All there is to sip and savor in New Orleans


Mario Alberto Magallanas Trejo

You have never in your lifetime, and this is no doubt true going back many, many generations, ever had a wine that was only one grape from one section of one vineyard.

I, of course, have no psychic powers, and, honest, have not been keeping track of what you’ve been drinking, but I feel quite safe in making that statement. And as for me feeling safe making any statement, that’s about the end of it.

Wines, even wines labeled cabernet sauvignon, or merlot, or sauvignon blanc, are always blends. Sometimes wines are blends of several grapes. And less frequently, wines are blends of the same grape from different plots within a vineyard.

But wines are always blends at some level or another.

Let’s take, as an example, a wine labeled cabernet sauvignon, from the Oakville region of Napa Valley in California, and noted that it came from the To Kalon Vineyard, a very famous place.

In order to state that on the label, the wine has to contain at least 85% of those grapes from that place. That leaves a full 15% of something else that can be put in that bottle, labeled that way, and still be able to call itself by the designation, cabernet sauvignon, To Kalon Vineyard.

__Record list__.
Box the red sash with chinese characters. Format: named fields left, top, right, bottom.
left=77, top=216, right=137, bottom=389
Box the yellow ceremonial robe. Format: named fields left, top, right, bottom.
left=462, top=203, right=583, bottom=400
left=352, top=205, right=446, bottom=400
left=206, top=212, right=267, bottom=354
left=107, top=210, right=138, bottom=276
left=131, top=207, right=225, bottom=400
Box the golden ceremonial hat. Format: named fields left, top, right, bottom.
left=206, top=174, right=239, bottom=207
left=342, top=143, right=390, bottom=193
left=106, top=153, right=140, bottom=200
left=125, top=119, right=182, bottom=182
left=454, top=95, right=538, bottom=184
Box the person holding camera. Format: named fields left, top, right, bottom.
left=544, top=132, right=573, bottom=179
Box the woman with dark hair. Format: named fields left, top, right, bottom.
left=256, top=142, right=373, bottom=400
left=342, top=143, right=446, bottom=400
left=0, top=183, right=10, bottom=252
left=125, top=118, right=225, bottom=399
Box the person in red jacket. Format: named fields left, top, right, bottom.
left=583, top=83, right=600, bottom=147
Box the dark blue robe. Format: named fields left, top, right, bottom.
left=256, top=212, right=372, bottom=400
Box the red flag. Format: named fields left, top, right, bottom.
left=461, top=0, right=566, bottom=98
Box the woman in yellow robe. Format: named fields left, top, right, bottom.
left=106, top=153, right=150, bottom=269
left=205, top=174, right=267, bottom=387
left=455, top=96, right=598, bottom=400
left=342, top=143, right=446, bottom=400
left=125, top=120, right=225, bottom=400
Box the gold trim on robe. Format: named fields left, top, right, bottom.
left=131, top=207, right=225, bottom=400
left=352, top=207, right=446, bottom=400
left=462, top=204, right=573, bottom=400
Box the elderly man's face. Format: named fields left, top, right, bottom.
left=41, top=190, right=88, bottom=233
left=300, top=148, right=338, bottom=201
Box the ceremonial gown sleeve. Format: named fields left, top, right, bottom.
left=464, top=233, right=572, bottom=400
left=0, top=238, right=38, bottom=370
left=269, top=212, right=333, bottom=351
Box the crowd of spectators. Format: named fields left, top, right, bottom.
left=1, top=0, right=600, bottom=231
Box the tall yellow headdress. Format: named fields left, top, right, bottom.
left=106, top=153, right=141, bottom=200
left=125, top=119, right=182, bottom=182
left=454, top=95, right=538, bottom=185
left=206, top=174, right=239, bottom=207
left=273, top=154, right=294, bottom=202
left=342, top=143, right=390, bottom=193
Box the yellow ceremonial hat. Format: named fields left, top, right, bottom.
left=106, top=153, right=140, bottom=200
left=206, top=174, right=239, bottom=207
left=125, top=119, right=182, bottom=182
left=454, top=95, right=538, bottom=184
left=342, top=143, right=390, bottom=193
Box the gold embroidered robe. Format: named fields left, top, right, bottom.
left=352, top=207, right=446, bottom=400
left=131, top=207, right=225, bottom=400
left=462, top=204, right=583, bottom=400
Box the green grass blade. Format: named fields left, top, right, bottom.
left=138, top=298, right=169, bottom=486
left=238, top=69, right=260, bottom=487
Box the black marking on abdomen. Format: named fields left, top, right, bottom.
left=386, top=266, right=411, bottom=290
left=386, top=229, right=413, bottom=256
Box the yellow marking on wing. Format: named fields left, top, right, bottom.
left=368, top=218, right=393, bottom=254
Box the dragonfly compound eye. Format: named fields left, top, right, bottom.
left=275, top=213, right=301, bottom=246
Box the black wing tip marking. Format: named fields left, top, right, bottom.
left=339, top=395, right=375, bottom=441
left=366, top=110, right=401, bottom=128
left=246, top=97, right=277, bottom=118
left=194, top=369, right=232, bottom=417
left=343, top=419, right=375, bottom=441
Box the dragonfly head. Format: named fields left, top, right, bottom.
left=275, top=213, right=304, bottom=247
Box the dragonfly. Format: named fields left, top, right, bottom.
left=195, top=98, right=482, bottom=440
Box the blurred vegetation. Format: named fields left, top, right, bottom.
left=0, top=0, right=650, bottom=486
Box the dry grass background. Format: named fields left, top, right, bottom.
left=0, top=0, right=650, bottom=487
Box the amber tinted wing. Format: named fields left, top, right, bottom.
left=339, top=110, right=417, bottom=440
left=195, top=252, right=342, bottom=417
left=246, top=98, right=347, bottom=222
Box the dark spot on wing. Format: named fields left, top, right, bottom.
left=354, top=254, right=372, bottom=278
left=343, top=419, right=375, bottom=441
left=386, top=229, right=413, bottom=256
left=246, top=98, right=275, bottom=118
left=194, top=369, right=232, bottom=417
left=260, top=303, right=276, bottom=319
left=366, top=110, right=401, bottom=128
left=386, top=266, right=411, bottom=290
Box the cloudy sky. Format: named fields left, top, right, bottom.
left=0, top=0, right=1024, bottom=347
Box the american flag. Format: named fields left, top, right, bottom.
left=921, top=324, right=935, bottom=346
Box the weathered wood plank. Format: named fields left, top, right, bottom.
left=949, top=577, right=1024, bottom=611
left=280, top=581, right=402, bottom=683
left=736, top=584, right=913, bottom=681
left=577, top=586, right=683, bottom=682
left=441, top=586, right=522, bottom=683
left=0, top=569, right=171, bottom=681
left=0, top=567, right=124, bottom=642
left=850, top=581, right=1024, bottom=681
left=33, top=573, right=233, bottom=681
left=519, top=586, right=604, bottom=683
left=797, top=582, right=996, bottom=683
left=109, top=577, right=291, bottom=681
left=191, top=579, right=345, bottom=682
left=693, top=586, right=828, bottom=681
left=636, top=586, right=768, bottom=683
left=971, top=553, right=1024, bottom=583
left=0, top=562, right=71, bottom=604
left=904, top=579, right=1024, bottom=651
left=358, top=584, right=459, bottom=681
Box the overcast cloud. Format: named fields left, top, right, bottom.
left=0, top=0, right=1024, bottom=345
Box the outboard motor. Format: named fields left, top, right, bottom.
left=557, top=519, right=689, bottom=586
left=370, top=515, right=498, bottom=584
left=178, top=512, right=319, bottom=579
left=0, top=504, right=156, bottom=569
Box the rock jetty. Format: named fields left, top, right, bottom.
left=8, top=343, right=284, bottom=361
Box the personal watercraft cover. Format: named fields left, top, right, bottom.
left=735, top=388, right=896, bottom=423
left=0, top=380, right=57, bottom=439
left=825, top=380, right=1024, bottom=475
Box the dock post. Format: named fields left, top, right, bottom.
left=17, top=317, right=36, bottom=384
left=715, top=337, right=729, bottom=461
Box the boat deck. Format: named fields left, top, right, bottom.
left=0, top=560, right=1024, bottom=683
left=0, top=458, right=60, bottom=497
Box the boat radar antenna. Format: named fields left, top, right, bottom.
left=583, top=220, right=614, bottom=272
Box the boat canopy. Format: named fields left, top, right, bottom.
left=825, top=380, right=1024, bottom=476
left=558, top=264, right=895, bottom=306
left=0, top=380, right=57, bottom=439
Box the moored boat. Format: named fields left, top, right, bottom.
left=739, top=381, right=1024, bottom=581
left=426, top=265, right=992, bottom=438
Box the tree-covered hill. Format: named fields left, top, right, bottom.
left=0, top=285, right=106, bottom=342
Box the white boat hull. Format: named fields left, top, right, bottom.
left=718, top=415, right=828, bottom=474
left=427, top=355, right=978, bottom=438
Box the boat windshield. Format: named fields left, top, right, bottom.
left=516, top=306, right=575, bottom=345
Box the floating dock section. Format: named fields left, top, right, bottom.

__What this task involves__.
Answer these questions using the text about wine in New Orleans.
1. According to the text, what are wines always at some level or another?
2. Which vineyard in the Oakville region of Napa Valley is given as the example?
3. What minimum percentage of grapes from that place must the wine contain to state it on the label?

__Final result__.
1. Blends.
2. The To Kalon Vineyard.
3. 85%.